Megan McArdle - Megan McArdle is a senior editor for The Atlantic who writes about business and economics. She has worked at three start-ups, a consulting firm, an investment bank, a disaster recovery firm at Ground Zero, and The Economist. More

Megan was born and raised on the Upper West Side of Manhattan, and yes, she does enjoy her lattes, as well as the occasional extra-dry skim-milk cappuccino. Her checkered work history includes three start-ups, four years as a technology project manager for a boutique consulting firm, a summer as an associate at an investment bank, and a year spent as sort of an executive copy girl for one of the disaster-recovery firms at Ground Zero … all before the age of 30.

While working at Ground Zero, Megan started Live From the WTC, a blog focused on economics, business, and cooking. She may or may not have been the first major economics blogger, depending on whether we are allowed to throw outlying variables such as Brad Delong out of the set. From there it was but a few steps down the slippery slope to freelance journalism. She has worked in various capacities for The Economist, where she wrote about economics and oversaw the founding of Free Exchange, the magazine's economics blog. She has also maintained her own blog, Asymmetrical Information, which moved to The Atlantic, along with its owner, in August 2007.

Megan holds a bachelor's degree in English literature from the University of Pennsylvania and an M.B.A. from the University of Chicago. After a lifetime as a New Yorker, she now resides in northwest Washington, D.C., where she is still trying to figure out what one does with an apartment larger than 400 square feet.

Food For Thought

By Megan McArdle
Aug 17 2009, 11:16 AM ET Comment

Herbert Stein's What I Think is one of my favorite books on economics.  It's so . . . humble.  Stein, who was head of the CEA under Nixon, doesn't pretend to have all the answers.  Regarding many of the most contentious issues of the day, he basically says, "It probably doesn't matter all that much."  To others, "Why are you so sure you're right?"  Words to live by, left or right.

- [Entries]:
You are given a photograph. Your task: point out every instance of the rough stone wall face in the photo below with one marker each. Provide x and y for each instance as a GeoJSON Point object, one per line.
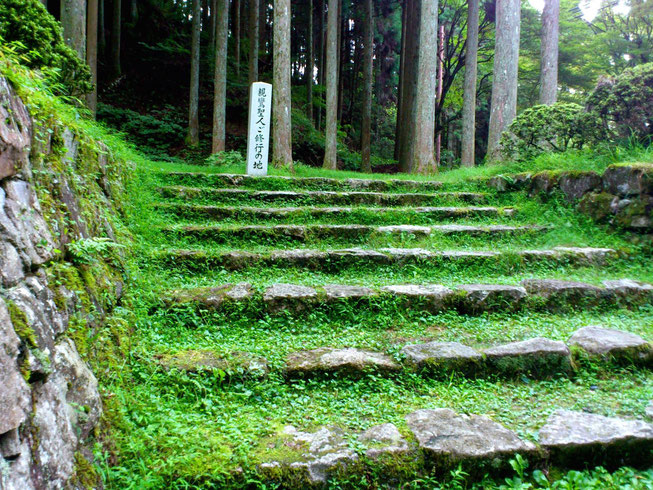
{"type": "Point", "coordinates": [49, 398]}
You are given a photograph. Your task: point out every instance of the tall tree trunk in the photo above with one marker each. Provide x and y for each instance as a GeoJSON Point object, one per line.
{"type": "Point", "coordinates": [281, 107]}
{"type": "Point", "coordinates": [549, 52]}
{"type": "Point", "coordinates": [469, 86]}
{"type": "Point", "coordinates": [193, 137]}
{"type": "Point", "coordinates": [236, 33]}
{"type": "Point", "coordinates": [368, 75]}
{"type": "Point", "coordinates": [73, 21]}
{"type": "Point", "coordinates": [423, 158]}
{"type": "Point", "coordinates": [116, 70]}
{"type": "Point", "coordinates": [310, 63]}
{"type": "Point", "coordinates": [504, 84]}
{"type": "Point", "coordinates": [253, 41]}
{"type": "Point", "coordinates": [220, 77]}
{"type": "Point", "coordinates": [91, 51]}
{"type": "Point", "coordinates": [400, 90]}
{"type": "Point", "coordinates": [409, 88]}
{"type": "Point", "coordinates": [331, 75]}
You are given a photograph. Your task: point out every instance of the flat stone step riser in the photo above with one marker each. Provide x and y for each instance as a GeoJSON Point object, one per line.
{"type": "Point", "coordinates": [380, 216]}
{"type": "Point", "coordinates": [293, 183]}
{"type": "Point", "coordinates": [344, 234]}
{"type": "Point", "coordinates": [333, 262]}
{"type": "Point", "coordinates": [216, 196]}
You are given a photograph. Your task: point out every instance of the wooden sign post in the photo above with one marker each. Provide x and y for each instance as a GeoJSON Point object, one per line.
{"type": "Point", "coordinates": [258, 134]}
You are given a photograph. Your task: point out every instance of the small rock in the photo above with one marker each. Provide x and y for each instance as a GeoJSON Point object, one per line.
{"type": "Point", "coordinates": [383, 439]}
{"type": "Point", "coordinates": [606, 342]}
{"type": "Point", "coordinates": [448, 438]}
{"type": "Point", "coordinates": [443, 356]}
{"type": "Point", "coordinates": [486, 297]}
{"type": "Point", "coordinates": [349, 361]}
{"type": "Point", "coordinates": [289, 296]}
{"type": "Point", "coordinates": [236, 364]}
{"type": "Point", "coordinates": [584, 439]}
{"type": "Point", "coordinates": [538, 356]}
{"type": "Point", "coordinates": [341, 291]}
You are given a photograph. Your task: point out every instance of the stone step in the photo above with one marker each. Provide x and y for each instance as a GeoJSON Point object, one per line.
{"type": "Point", "coordinates": [466, 298]}
{"type": "Point", "coordinates": [440, 440]}
{"type": "Point", "coordinates": [301, 233]}
{"type": "Point", "coordinates": [320, 197]}
{"type": "Point", "coordinates": [198, 179]}
{"type": "Point", "coordinates": [327, 260]}
{"type": "Point", "coordinates": [352, 214]}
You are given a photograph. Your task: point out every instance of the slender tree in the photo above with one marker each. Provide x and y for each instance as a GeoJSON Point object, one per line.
{"type": "Point", "coordinates": [236, 33]}
{"type": "Point", "coordinates": [281, 107]}
{"type": "Point", "coordinates": [310, 63]}
{"type": "Point", "coordinates": [368, 75]}
{"type": "Point", "coordinates": [503, 107]}
{"type": "Point", "coordinates": [253, 41]}
{"type": "Point", "coordinates": [423, 155]}
{"type": "Point", "coordinates": [220, 77]}
{"type": "Point", "coordinates": [549, 52]}
{"type": "Point", "coordinates": [331, 75]}
{"type": "Point", "coordinates": [469, 86]}
{"type": "Point", "coordinates": [73, 21]}
{"type": "Point", "coordinates": [193, 137]}
{"type": "Point", "coordinates": [116, 70]}
{"type": "Point", "coordinates": [91, 51]}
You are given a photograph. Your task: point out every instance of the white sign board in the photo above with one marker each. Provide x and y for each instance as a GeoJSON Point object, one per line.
{"type": "Point", "coordinates": [258, 134]}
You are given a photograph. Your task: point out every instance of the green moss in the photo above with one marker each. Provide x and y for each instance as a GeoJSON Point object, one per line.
{"type": "Point", "coordinates": [21, 324]}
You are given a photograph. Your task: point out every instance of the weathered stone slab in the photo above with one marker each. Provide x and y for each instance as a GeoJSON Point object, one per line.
{"type": "Point", "coordinates": [343, 291]}
{"type": "Point", "coordinates": [305, 459]}
{"type": "Point", "coordinates": [616, 344]}
{"type": "Point", "coordinates": [448, 439]}
{"type": "Point", "coordinates": [235, 364]}
{"type": "Point", "coordinates": [443, 357]}
{"type": "Point", "coordinates": [383, 440]}
{"type": "Point", "coordinates": [346, 361]}
{"type": "Point", "coordinates": [486, 297]}
{"type": "Point", "coordinates": [282, 296]}
{"type": "Point", "coordinates": [560, 294]}
{"type": "Point", "coordinates": [538, 357]}
{"type": "Point", "coordinates": [584, 439]}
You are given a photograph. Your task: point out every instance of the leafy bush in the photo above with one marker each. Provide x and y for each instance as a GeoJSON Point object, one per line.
{"type": "Point", "coordinates": [625, 103]}
{"type": "Point", "coordinates": [553, 128]}
{"type": "Point", "coordinates": [156, 132]}
{"type": "Point", "coordinates": [37, 36]}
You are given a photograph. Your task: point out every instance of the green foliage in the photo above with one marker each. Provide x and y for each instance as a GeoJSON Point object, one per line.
{"type": "Point", "coordinates": [154, 133]}
{"type": "Point", "coordinates": [625, 103]}
{"type": "Point", "coordinates": [38, 36]}
{"type": "Point", "coordinates": [553, 128]}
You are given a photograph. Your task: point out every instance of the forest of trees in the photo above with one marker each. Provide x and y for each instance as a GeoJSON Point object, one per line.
{"type": "Point", "coordinates": [393, 85]}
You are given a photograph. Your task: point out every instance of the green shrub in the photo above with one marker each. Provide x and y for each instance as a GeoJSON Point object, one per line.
{"type": "Point", "coordinates": [37, 36]}
{"type": "Point", "coordinates": [625, 104]}
{"type": "Point", "coordinates": [553, 128]}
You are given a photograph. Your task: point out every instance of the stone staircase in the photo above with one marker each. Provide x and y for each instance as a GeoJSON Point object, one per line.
{"type": "Point", "coordinates": [453, 276]}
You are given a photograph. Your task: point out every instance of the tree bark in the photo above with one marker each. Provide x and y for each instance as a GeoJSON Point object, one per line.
{"type": "Point", "coordinates": [310, 63]}
{"type": "Point", "coordinates": [469, 86]}
{"type": "Point", "coordinates": [423, 156]}
{"type": "Point", "coordinates": [368, 75]}
{"type": "Point", "coordinates": [549, 52]}
{"type": "Point", "coordinates": [504, 84]}
{"type": "Point", "coordinates": [116, 70]}
{"type": "Point", "coordinates": [220, 77]}
{"type": "Point", "coordinates": [91, 52]}
{"type": "Point", "coordinates": [193, 137]}
{"type": "Point", "coordinates": [73, 21]}
{"type": "Point", "coordinates": [281, 107]}
{"type": "Point", "coordinates": [236, 33]}
{"type": "Point", "coordinates": [253, 41]}
{"type": "Point", "coordinates": [331, 75]}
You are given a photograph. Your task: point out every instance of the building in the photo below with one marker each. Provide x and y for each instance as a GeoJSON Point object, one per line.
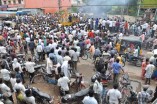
{"type": "Point", "coordinates": [13, 5]}
{"type": "Point", "coordinates": [48, 6]}
{"type": "Point", "coordinates": [76, 2]}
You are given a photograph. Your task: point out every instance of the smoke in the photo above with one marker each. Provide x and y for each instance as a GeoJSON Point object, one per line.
{"type": "Point", "coordinates": [101, 7]}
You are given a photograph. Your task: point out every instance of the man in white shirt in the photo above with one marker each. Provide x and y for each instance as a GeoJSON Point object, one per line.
{"type": "Point", "coordinates": [19, 85]}
{"type": "Point", "coordinates": [49, 66]}
{"type": "Point", "coordinates": [30, 68]}
{"type": "Point", "coordinates": [110, 25]}
{"type": "Point", "coordinates": [16, 64]}
{"type": "Point", "coordinates": [154, 29]}
{"type": "Point", "coordinates": [63, 83]}
{"type": "Point", "coordinates": [59, 58]}
{"type": "Point", "coordinates": [29, 98]}
{"type": "Point", "coordinates": [5, 90]}
{"type": "Point", "coordinates": [103, 24]}
{"type": "Point", "coordinates": [66, 57]}
{"type": "Point", "coordinates": [149, 71]}
{"type": "Point", "coordinates": [90, 99]}
{"type": "Point", "coordinates": [64, 69]}
{"type": "Point", "coordinates": [5, 75]}
{"type": "Point", "coordinates": [114, 95]}
{"type": "Point", "coordinates": [39, 50]}
{"type": "Point", "coordinates": [98, 88]}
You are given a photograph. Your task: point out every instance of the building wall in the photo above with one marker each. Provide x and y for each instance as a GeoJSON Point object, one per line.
{"type": "Point", "coordinates": [49, 6]}
{"type": "Point", "coordinates": [76, 2]}
{"type": "Point", "coordinates": [12, 2]}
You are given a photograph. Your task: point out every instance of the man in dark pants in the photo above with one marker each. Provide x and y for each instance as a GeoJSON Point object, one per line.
{"type": "Point", "coordinates": [116, 70]}
{"type": "Point", "coordinates": [30, 68]}
{"type": "Point", "coordinates": [32, 46]}
{"type": "Point", "coordinates": [75, 59]}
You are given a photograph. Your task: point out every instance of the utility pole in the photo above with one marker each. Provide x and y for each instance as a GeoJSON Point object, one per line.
{"type": "Point", "coordinates": [59, 5]}
{"type": "Point", "coordinates": [139, 7]}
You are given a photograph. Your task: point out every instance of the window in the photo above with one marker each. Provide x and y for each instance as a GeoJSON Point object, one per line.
{"type": "Point", "coordinates": [5, 2]}
{"type": "Point", "coordinates": [19, 1]}
{"type": "Point", "coordinates": [14, 1]}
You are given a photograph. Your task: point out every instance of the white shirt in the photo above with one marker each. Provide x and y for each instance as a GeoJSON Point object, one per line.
{"type": "Point", "coordinates": [3, 49]}
{"type": "Point", "coordinates": [136, 53]}
{"type": "Point", "coordinates": [66, 58]}
{"type": "Point", "coordinates": [89, 100]}
{"type": "Point", "coordinates": [97, 87]}
{"type": "Point", "coordinates": [155, 51]}
{"type": "Point", "coordinates": [30, 99]}
{"type": "Point", "coordinates": [63, 83]}
{"type": "Point", "coordinates": [12, 81]}
{"type": "Point", "coordinates": [154, 27]}
{"type": "Point", "coordinates": [49, 66]}
{"type": "Point", "coordinates": [144, 26]}
{"type": "Point", "coordinates": [5, 89]}
{"type": "Point", "coordinates": [103, 23]}
{"type": "Point", "coordinates": [18, 37]}
{"type": "Point", "coordinates": [120, 35]}
{"type": "Point", "coordinates": [110, 24]}
{"type": "Point", "coordinates": [17, 65]}
{"type": "Point", "coordinates": [64, 69]}
{"type": "Point", "coordinates": [39, 48]}
{"type": "Point", "coordinates": [28, 39]}
{"type": "Point", "coordinates": [5, 74]}
{"type": "Point", "coordinates": [19, 86]}
{"type": "Point", "coordinates": [149, 70]}
{"type": "Point", "coordinates": [70, 36]}
{"type": "Point", "coordinates": [30, 66]}
{"type": "Point", "coordinates": [113, 23]}
{"type": "Point", "coordinates": [54, 45]}
{"type": "Point", "coordinates": [114, 95]}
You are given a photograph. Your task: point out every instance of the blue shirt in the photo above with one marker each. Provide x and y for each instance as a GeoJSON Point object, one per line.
{"type": "Point", "coordinates": [116, 67]}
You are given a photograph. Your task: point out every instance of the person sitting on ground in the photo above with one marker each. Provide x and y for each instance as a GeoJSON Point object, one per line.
{"type": "Point", "coordinates": [90, 99]}
{"type": "Point", "coordinates": [143, 96]}
{"type": "Point", "coordinates": [29, 98]}
{"type": "Point", "coordinates": [63, 83]}
{"type": "Point", "coordinates": [114, 95]}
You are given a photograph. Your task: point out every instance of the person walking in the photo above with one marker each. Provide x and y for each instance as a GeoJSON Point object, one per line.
{"type": "Point", "coordinates": [30, 68]}
{"type": "Point", "coordinates": [116, 70]}
{"type": "Point", "coordinates": [114, 95]}
{"type": "Point", "coordinates": [90, 99]}
{"type": "Point", "coordinates": [143, 96]}
{"type": "Point", "coordinates": [98, 88]}
{"type": "Point", "coordinates": [149, 71]}
{"type": "Point", "coordinates": [144, 64]}
{"type": "Point", "coordinates": [75, 59]}
{"type": "Point", "coordinates": [63, 83]}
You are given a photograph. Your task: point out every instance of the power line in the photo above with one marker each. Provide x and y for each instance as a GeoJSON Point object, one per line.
{"type": "Point", "coordinates": [155, 5]}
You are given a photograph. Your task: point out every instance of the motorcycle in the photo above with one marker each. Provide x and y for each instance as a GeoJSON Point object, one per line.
{"type": "Point", "coordinates": [77, 97]}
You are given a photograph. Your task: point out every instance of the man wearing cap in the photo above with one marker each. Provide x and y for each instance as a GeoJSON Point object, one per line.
{"type": "Point", "coordinates": [143, 96]}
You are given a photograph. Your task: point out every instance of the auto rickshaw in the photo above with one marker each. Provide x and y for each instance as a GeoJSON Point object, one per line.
{"type": "Point", "coordinates": [126, 47]}
{"type": "Point", "coordinates": [126, 42]}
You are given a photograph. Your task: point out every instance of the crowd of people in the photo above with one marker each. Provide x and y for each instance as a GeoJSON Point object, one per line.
{"type": "Point", "coordinates": [60, 48]}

- [Your tasks]:
1) Name every blog mentioned in the Megan McArdle page.
2) Write a continuation of the Megan McArdle page, picking up right after its final sentence.

- [Per-task answers]:
1) Live From the WTC, Free Exchange, Asymmetrical Information

2)
So when I'm utterly fed up with all the screaming, I often dip into the book at random.  I usually come away comforted.  Here's what I found the other day:  his description of the decision under Nixon to implement wage and price controls
:

Even now, I am amazed to think of how little we looked ahead during that exciting weekend at Camp David when we (the president, really) made those big decisions.  We were going to freeze wages and prices for ninety days.  What would happen after the ninety days?  I don't remember any discussion of that.  We all assumed that the comprehensive freeze would not last beyond the ninety days.  Some people, at least, assumed that we would then fall back to what used to be called "some kind of incomes policy," meaning moral suasion addressed to hte larges unions and businesses.  But that idea was not explicitly raised.

As it turned out, we were in the price-and-wage-control business, although with diminishing coverage and rigidity, not for ninety days but for nearly a thousand.  we were in the business of controlling energy prices for much longer.  Would the Nixon team have embarked on the controls in August 1971 if we had foreseen that?  I don't know, but i is surely a real question.  Was it foreseeable?  Perhaps it was not a certain outcome, but it was surely a possible outcome.  Probably the whole idea of the controls was so alien to us that we could not imagine that we would be living with them for very long.  About two months later, when George Shultz and I gave Mr. Nixon the suggested plan for phase two of the controls, to follow the ninety-day freeze, the president said, "If this baby gets too strong we can strangle it in its cradle."  But we could not strangle it in its cradle.

We had created a system upon which tens of millions of people depended, and we could get out of it only gradually.  Some time in the fall of 1971, when I was working on the plans for what would follow the freeze, a Canadian economist concerned with price controls in his country sent me these lines from Macbeth:  "I am in blood stept so far that, should I wade no more, returning were as tedious as to go o'er."  The lines were all too apt.

Some people at Camp David had a theory of what we were doing with the ninety-day freeze.  The theory was that the inflation then under way (about 4 percent a year as measured by the consumer price index) was propelled by expectations of inflation and not by underlying demand and supply conditions.  The ninety-day freeze would knock those expectations in the head by demonstrating that prices and wages would not rise rapidly forever and the economy would then subside into price stability.  It was a rather flaky theory, and we were not prepared for the strong possibility that it was wrong . . .

I describe the incidents of that weekend in August 1971 because they are a dramatic example of not looking ahead, but they are by no means unique.  Looking ahead means something more than sketching out the most comfortable, or even the most probable, future scenario.  It means recognizing that even the most probable forecast is uncertain and preparing for the eventuality that the forecast turns out to be incorrect.  Defined in this way, failure to look ahead is extremely common in government policy making. (I refer to government in this connection only because I have had more experience with it, not because I know that things are any better in the private sector.)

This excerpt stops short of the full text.